Goal. Copy the lines of the material word for word, beginning at the line that contains "Draw the outline of every instance of the campsite" and continuing through the end of the material.

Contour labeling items
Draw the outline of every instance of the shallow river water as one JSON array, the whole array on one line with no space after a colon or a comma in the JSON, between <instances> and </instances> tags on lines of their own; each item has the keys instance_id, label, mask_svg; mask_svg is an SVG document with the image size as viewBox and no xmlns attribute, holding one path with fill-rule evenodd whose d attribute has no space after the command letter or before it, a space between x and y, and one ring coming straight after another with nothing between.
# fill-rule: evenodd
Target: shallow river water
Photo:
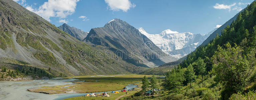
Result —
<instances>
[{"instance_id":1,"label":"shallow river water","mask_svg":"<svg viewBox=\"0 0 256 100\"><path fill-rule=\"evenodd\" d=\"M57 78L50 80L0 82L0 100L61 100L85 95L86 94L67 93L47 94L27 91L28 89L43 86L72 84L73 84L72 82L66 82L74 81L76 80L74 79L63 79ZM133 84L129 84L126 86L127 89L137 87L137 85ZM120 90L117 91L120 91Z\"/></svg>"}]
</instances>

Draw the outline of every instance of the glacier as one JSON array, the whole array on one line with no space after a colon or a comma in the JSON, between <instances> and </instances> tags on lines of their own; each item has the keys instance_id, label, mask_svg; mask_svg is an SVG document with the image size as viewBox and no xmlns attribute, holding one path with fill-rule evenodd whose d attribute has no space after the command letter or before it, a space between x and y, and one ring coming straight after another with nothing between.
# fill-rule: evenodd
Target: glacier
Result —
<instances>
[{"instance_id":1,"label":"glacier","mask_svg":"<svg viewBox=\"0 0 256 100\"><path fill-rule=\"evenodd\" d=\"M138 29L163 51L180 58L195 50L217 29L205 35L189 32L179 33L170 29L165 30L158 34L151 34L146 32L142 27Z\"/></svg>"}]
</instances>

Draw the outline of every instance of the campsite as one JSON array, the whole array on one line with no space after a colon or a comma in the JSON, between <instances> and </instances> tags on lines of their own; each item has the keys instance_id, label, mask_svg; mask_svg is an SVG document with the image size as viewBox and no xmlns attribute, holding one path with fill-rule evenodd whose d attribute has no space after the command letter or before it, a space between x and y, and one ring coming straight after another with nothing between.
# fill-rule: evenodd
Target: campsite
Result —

Final answer.
Draw the outline of every instance of the campsite as one JSON array, the whole array on one line with no space after a colon or a comma in the JSON, between <instances> and </instances> tags on lines of their own; each item has the keys instance_id, label, mask_svg; mask_svg is an SVG document with the image size as viewBox and no xmlns attribute, holding one path with fill-rule evenodd whose d attribute has no space after the command letter or before it, a space between x and y, and one ring coming straight after another with nothing between.
# fill-rule: evenodd
Target: campsite
Result —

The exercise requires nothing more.